Data section Start Marker

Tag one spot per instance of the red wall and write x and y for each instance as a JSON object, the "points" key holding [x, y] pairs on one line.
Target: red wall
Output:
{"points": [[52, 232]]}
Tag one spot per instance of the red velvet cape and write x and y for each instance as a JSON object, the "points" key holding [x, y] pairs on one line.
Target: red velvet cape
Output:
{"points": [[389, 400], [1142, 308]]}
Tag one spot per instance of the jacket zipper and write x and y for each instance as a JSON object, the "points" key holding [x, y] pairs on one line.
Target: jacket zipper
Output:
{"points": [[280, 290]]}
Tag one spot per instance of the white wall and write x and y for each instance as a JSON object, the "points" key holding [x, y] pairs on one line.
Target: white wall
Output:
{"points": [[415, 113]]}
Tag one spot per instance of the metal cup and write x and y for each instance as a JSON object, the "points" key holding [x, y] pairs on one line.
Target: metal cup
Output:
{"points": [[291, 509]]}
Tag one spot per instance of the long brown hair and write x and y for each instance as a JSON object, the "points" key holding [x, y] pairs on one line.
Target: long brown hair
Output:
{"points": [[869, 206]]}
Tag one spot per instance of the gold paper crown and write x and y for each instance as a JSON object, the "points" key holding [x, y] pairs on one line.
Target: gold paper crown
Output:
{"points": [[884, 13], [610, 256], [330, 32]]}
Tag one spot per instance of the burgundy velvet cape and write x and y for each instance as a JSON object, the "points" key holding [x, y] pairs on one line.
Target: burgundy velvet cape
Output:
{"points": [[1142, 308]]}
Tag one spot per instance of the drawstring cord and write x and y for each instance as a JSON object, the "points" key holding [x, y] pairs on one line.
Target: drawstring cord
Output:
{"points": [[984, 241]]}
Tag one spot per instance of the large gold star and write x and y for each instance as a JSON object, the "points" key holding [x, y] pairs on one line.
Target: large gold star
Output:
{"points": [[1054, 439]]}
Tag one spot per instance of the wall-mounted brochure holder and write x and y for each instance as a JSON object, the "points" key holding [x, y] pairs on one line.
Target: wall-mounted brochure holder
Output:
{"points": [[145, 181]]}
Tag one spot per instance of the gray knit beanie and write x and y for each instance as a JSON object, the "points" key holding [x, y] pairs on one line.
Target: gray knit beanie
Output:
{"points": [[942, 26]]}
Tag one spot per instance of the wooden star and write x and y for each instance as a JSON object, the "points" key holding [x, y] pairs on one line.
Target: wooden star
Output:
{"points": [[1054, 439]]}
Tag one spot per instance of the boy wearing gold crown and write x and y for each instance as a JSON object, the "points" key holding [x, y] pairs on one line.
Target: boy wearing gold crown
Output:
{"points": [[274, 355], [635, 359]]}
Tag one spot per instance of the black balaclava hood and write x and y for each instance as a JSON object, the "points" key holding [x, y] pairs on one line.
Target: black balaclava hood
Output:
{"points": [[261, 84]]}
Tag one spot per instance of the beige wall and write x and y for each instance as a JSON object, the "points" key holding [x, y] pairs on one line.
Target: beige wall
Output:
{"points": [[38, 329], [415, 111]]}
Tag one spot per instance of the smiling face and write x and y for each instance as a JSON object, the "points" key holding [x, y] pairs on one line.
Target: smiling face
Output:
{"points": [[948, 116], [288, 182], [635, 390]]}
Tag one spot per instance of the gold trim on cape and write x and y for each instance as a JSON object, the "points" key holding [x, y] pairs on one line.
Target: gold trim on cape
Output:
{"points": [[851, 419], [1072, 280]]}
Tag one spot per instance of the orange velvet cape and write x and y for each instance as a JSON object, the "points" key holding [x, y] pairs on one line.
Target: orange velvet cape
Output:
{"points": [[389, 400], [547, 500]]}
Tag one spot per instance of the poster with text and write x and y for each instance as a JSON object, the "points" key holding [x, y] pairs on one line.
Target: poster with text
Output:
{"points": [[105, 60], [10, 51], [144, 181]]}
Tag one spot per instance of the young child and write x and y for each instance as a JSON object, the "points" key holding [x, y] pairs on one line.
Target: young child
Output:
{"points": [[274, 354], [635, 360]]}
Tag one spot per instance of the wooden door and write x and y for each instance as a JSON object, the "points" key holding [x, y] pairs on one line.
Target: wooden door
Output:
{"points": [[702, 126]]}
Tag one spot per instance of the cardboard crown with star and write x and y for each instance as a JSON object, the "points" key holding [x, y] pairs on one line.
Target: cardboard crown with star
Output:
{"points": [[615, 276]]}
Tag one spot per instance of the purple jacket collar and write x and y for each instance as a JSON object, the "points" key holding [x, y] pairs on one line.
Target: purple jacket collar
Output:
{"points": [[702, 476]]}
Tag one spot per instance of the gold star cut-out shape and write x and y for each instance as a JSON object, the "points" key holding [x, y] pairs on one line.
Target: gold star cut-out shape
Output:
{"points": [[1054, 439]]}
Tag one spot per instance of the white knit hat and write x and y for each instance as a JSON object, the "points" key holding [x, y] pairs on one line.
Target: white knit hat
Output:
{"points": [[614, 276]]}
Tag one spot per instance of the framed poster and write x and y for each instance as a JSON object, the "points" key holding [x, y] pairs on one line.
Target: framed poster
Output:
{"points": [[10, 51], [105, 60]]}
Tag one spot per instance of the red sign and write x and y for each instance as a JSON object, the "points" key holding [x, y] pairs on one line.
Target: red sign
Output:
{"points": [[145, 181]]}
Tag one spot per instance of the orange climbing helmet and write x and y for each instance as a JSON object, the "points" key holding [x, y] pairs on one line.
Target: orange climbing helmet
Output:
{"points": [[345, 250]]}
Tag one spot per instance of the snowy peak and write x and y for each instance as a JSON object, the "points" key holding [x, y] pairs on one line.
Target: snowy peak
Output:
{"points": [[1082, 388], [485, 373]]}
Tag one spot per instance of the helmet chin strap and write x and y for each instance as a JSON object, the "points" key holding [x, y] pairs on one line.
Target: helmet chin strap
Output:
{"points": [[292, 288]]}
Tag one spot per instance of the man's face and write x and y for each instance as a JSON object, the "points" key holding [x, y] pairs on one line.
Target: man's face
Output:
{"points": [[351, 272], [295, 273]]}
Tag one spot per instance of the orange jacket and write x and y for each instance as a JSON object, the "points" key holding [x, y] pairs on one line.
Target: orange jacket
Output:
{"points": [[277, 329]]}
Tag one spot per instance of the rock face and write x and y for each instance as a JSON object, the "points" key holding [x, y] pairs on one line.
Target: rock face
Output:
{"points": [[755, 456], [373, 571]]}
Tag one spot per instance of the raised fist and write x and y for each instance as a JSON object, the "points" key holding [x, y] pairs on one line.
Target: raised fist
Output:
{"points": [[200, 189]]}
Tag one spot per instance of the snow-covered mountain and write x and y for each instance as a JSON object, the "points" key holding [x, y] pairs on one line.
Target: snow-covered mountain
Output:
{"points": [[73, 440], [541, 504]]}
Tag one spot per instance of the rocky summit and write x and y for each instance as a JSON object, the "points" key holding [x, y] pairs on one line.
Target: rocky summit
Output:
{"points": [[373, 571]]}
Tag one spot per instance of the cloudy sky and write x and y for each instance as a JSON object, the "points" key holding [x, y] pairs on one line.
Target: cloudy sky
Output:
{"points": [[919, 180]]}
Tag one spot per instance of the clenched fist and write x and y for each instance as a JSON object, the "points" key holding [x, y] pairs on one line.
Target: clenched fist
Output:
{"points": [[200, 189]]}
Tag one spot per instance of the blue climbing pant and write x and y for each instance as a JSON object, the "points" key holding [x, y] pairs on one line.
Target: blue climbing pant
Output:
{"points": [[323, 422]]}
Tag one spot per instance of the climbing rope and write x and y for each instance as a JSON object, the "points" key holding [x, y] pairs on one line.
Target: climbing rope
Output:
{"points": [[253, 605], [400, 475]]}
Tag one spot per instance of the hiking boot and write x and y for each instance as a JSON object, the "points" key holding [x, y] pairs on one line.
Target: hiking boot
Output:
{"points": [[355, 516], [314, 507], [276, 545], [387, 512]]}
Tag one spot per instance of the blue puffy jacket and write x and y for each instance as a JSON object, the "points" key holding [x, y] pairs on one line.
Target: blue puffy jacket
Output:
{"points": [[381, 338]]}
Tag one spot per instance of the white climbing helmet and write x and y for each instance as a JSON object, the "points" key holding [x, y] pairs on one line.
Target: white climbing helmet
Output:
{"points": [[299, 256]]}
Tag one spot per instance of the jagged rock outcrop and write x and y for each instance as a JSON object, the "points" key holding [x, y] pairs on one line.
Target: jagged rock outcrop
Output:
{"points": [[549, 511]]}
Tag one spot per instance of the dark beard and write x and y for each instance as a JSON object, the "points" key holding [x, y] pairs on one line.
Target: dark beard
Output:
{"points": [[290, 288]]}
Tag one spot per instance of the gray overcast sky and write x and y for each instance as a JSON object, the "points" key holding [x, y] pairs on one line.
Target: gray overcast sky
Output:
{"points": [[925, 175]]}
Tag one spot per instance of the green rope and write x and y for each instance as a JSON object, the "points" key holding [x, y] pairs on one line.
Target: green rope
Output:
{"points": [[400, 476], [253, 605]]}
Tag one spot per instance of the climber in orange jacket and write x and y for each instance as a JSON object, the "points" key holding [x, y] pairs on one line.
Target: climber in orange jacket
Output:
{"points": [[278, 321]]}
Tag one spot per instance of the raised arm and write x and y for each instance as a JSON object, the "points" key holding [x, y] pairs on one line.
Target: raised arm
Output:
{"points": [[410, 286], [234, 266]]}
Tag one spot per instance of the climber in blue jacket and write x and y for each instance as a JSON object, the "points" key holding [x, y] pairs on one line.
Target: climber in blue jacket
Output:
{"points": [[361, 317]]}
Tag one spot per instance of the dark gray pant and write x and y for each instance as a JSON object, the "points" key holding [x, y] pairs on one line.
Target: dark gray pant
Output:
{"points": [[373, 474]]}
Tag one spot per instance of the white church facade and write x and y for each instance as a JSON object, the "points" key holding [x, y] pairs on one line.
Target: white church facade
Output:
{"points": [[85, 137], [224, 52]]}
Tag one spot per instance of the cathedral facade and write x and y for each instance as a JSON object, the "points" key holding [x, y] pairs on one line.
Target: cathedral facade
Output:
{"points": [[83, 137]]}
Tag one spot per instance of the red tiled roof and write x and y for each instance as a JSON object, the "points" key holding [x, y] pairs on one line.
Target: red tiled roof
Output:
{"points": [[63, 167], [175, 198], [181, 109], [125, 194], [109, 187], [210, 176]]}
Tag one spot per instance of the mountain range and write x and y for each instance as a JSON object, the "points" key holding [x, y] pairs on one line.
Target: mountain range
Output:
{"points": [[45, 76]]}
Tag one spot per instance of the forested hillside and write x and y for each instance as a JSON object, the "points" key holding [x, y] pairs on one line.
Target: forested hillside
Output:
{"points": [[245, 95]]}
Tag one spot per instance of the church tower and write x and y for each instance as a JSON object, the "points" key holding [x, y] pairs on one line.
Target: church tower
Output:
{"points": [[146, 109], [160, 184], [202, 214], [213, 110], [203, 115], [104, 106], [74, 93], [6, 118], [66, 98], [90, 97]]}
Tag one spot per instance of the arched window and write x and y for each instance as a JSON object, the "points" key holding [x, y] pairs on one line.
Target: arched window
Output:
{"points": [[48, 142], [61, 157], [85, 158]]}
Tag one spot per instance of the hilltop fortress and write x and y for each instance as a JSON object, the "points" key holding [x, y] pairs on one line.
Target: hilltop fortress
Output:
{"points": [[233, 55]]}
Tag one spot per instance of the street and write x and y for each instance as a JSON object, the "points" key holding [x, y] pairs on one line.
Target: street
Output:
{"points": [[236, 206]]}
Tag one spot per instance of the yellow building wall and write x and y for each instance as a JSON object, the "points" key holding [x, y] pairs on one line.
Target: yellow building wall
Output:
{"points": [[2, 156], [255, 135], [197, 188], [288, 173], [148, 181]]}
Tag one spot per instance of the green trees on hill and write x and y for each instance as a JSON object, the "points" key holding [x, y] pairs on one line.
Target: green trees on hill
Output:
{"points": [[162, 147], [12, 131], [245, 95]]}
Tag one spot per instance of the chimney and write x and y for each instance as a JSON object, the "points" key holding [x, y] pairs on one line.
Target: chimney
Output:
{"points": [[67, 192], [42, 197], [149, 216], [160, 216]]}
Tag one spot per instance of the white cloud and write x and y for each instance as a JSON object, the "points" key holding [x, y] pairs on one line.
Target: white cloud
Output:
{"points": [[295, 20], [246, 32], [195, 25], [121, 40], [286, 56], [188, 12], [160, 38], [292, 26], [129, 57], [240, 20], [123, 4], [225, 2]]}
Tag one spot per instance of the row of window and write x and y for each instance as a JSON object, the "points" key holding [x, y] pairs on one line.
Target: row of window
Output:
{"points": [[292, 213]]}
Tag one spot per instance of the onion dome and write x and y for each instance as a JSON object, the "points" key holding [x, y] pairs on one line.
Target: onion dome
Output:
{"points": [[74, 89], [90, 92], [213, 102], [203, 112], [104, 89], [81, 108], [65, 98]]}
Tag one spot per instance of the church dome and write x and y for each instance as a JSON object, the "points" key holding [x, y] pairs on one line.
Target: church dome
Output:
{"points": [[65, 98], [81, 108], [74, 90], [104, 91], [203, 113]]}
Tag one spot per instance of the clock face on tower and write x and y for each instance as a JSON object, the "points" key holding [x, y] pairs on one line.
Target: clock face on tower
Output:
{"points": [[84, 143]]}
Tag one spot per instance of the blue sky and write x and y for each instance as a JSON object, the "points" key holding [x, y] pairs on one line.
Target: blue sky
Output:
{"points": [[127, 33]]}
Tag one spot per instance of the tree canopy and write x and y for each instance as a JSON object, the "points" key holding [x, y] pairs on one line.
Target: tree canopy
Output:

Data section End Marker

Exercise objective: Each line above from the one with "Target: yellow building wall" up to and including the one with "Tag one spot per instance of the tree" must be set down exactly, and no line outside that span may appear.

Answer:
Target: yellow building wall
Output:
{"points": [[2, 156], [255, 135], [197, 188], [288, 173], [148, 181]]}
Tag one spot per instance of the green trees on hill and write x and y for each instance as a JSON object, the "points" key holding [x, y] pairs on one line.
Target: green trees on hill
Output:
{"points": [[162, 147], [12, 131], [245, 95]]}
Tag one spot per instance of the chimney and write x and y for each instance as a JSON object, the "points" key holding [x, y] pairs on one line.
Target: chimney
Output:
{"points": [[67, 192], [42, 197], [149, 216], [160, 216]]}
Tag one spot per instance of the white cloud and write x and y for each instance as a JSON object, the "points" key holding [x, y] pairs on one line.
Target: white cloud
Output:
{"points": [[295, 20], [246, 32], [195, 25], [121, 40], [286, 56], [188, 12], [160, 38], [292, 26], [129, 57], [240, 20], [123, 4], [225, 2]]}
Tag one spot per instance of the row of window and write x and y for each instance as a JSON object, the "points" key holding [x, y] pairs on one line.
Target: row of window
Output:
{"points": [[292, 213]]}
Tag one spot per instance of the onion dome and write x and y for each instance as a JSON object, the "points" key holding [x, y] pairs on one line.
Target: onion dome
Output:
{"points": [[74, 89], [90, 92], [213, 102], [203, 112], [104, 89], [81, 108], [65, 98]]}
Tag one spot per instance of the church dome and write x and y for each instance as a JSON object, the "points" key holding [x, y] pairs on one line.
Target: church dome
Output:
{"points": [[65, 98], [81, 108], [74, 90], [104, 91], [203, 113]]}
Tag one spot per instance of the clock face on tower and write x and y for each instance as a JSON object, the "points" key holding [x, y] pairs on one line.
Target: clock face on tower
Output:
{"points": [[84, 143]]}
Tag one spot per instance of the blue sky and write x and y for each instance as a JSON object, the "points" key holding [x, y] pairs on one line.
Target: blue sky
Output:
{"points": [[127, 33]]}
Tag one spot per instance of the tree canopy and write x and y for each instance as a JSON object, the "points" key holding [x, y] pairs on one line.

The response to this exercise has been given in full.